* _What you need to do_
Extract the data from the line containing "task: outline the pony's neck" through the last line of the data, both ends included. Reproduce those lines without any alteration.

* _Collected data_
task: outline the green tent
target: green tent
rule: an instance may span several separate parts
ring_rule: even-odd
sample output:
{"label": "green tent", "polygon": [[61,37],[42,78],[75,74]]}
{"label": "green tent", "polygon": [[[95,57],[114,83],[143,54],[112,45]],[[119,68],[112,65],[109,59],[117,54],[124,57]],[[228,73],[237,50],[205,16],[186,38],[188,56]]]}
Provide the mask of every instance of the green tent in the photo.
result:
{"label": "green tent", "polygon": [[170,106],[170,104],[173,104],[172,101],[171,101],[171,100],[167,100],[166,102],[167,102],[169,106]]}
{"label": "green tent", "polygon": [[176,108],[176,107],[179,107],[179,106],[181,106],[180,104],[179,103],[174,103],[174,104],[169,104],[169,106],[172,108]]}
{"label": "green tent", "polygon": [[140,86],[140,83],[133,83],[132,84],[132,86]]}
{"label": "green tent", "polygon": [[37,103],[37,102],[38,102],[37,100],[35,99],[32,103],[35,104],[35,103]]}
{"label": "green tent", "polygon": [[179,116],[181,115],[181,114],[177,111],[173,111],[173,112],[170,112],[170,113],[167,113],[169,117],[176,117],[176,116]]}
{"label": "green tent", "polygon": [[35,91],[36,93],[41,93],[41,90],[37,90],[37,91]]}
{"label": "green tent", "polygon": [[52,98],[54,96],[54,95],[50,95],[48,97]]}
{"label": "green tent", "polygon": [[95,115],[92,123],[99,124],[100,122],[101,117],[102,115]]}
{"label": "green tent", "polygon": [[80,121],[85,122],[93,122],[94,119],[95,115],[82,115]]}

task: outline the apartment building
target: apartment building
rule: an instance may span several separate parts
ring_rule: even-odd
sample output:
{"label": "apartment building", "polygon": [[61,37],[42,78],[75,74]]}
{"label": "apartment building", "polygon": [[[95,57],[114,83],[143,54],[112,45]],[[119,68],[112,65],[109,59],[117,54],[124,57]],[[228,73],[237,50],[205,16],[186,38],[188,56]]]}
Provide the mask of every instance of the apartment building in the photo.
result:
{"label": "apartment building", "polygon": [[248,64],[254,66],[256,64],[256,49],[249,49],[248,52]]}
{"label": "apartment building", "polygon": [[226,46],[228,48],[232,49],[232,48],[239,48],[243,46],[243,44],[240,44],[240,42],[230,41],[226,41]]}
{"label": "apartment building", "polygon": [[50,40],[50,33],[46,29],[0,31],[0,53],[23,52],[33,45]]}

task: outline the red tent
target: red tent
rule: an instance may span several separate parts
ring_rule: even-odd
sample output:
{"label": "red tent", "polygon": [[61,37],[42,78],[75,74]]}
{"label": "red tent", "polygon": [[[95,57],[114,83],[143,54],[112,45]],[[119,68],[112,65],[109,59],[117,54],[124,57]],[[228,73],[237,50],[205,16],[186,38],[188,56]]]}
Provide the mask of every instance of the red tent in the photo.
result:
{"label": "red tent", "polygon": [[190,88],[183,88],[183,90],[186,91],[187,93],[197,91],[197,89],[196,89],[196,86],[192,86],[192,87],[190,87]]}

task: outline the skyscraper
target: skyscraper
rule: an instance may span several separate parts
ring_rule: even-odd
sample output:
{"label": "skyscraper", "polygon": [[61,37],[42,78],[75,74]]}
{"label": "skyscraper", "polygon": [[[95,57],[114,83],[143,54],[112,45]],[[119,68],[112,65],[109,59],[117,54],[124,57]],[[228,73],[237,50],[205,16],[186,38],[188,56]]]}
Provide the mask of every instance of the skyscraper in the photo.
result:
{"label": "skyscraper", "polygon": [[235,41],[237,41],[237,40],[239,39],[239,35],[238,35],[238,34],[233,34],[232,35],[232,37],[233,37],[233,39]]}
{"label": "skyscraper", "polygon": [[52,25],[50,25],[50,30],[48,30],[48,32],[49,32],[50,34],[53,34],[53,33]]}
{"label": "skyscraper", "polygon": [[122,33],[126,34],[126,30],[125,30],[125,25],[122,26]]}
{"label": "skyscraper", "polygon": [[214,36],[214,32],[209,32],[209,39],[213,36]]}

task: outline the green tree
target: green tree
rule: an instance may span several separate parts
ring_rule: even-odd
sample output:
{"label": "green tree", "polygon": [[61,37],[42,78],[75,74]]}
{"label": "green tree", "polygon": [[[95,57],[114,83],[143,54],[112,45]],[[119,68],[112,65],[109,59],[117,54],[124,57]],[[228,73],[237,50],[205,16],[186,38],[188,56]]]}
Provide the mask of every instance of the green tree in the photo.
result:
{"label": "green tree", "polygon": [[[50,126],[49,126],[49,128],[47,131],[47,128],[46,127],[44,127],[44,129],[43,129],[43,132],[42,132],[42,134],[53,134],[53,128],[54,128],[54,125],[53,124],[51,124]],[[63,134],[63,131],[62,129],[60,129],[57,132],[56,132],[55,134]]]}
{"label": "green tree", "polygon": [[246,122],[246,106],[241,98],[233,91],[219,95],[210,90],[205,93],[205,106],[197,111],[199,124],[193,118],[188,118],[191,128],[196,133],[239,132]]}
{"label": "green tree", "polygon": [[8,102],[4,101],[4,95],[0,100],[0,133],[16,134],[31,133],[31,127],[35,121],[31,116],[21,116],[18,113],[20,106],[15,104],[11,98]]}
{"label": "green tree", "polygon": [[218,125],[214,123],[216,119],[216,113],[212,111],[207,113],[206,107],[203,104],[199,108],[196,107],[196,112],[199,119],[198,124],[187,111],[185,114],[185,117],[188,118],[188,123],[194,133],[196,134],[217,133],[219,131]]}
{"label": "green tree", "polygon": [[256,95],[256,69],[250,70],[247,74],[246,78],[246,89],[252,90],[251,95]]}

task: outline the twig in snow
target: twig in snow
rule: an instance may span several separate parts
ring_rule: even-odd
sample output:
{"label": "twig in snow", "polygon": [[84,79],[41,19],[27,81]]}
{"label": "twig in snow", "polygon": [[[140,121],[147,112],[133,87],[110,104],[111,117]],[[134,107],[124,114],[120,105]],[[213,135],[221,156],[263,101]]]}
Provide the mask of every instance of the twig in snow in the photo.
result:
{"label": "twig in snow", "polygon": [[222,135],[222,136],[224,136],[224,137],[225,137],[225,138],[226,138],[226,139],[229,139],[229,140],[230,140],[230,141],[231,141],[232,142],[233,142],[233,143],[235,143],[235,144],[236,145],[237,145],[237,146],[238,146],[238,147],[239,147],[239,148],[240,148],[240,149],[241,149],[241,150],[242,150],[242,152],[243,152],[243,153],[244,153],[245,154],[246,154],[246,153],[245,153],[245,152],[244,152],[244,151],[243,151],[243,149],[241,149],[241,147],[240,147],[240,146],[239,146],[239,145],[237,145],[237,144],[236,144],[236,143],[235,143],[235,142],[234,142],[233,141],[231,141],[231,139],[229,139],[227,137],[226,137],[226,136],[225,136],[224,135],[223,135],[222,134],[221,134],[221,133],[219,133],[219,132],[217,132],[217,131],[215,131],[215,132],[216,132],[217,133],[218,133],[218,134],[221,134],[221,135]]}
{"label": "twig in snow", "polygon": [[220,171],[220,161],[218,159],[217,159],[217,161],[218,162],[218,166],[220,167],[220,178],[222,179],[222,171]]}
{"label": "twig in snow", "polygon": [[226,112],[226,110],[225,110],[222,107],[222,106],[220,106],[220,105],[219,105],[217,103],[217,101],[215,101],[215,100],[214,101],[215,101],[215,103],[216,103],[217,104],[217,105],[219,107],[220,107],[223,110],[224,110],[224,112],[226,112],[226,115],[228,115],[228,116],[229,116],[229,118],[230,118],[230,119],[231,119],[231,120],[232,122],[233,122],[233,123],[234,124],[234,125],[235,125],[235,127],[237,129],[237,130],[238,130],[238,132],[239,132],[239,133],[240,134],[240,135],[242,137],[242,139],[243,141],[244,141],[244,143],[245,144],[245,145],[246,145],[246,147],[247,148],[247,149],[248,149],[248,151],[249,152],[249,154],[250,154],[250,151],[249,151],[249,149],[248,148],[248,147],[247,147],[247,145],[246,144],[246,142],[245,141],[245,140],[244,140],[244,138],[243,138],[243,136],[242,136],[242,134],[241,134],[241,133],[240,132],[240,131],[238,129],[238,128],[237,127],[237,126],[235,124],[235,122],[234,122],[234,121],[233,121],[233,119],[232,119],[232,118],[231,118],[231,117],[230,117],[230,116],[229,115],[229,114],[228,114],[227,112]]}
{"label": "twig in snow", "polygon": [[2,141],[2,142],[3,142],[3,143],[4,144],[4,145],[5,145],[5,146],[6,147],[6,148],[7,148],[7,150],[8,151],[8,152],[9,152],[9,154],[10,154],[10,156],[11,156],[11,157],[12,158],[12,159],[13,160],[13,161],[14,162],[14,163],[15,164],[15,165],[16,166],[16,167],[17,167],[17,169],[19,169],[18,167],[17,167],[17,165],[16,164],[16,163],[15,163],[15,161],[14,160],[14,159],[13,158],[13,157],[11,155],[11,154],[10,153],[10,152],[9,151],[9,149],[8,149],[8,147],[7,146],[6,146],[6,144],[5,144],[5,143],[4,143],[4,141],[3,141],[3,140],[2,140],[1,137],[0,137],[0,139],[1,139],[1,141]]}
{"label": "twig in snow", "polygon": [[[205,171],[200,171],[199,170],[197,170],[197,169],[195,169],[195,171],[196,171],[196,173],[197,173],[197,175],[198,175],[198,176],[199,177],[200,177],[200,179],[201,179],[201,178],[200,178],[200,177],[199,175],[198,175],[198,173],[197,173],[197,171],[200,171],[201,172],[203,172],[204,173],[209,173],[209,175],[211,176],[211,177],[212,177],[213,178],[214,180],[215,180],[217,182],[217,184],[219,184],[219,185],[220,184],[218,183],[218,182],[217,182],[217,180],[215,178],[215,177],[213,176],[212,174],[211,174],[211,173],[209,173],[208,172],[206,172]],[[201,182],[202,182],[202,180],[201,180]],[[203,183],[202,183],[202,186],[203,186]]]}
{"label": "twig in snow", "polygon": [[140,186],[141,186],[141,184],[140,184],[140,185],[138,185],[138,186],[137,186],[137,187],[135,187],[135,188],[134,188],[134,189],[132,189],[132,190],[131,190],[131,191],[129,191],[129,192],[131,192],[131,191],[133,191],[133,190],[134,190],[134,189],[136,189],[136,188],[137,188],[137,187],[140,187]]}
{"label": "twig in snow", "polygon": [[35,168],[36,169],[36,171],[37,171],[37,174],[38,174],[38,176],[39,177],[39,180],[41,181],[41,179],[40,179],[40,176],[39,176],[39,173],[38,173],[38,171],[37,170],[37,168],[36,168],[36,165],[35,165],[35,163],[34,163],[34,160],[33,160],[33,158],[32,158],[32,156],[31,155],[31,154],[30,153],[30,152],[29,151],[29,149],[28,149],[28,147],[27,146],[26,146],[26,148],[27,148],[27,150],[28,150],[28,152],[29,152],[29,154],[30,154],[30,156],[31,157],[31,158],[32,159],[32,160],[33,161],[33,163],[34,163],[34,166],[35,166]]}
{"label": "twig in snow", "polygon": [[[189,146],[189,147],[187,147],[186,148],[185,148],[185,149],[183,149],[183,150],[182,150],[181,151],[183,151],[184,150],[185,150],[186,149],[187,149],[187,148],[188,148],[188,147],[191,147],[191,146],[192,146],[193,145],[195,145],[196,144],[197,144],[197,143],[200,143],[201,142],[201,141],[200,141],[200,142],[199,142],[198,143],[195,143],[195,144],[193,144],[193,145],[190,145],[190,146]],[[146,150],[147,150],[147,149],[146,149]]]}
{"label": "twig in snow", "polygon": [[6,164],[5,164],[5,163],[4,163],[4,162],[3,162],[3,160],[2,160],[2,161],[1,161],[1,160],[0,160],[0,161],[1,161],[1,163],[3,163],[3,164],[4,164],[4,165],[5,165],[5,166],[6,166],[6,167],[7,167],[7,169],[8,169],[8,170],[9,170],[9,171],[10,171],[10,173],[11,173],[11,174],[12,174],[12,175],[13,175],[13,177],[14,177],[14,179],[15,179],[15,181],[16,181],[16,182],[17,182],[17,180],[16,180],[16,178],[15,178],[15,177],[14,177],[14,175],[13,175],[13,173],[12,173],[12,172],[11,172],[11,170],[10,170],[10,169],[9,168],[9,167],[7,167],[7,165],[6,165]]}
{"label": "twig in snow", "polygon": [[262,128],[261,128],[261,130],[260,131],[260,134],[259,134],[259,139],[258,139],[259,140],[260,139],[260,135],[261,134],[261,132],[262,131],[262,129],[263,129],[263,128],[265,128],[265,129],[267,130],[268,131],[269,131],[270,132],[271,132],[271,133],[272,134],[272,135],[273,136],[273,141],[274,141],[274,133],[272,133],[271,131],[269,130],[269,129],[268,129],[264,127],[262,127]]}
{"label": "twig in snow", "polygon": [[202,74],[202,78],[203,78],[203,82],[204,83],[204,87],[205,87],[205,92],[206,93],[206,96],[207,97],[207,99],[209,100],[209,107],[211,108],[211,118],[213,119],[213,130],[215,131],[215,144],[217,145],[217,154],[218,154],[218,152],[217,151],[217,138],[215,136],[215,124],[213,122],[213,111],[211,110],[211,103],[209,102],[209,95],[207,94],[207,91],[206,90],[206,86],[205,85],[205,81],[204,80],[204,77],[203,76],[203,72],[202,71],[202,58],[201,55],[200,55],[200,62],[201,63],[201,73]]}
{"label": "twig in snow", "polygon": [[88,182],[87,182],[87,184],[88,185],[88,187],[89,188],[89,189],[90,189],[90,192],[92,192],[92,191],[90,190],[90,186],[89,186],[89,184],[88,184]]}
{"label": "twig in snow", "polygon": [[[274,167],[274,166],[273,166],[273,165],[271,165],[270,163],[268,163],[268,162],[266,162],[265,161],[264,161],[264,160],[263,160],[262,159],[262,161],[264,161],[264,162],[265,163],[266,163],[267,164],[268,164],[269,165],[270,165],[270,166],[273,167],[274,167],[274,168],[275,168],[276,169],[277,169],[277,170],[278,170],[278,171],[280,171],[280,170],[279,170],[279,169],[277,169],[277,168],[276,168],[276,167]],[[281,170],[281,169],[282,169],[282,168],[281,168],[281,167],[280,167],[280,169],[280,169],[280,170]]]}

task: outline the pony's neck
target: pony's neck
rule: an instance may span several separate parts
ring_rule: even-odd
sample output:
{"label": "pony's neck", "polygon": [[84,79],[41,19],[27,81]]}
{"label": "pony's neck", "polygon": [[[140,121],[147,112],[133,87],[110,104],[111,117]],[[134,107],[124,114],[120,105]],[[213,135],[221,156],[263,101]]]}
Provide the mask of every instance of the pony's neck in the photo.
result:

* _The result_
task: outline the pony's neck
target: pony's neck
rule: an instance may span several separate parts
ring_rule: even-odd
sample output:
{"label": "pony's neck", "polygon": [[84,79],[41,19],[27,81]]}
{"label": "pony's neck", "polygon": [[[140,121],[147,112],[133,87],[110,104],[111,117]],[[134,107],[124,114],[120,105]],[[213,135],[221,156],[263,101]]]}
Provide the mask of every instance of the pony's neck in the photo.
result:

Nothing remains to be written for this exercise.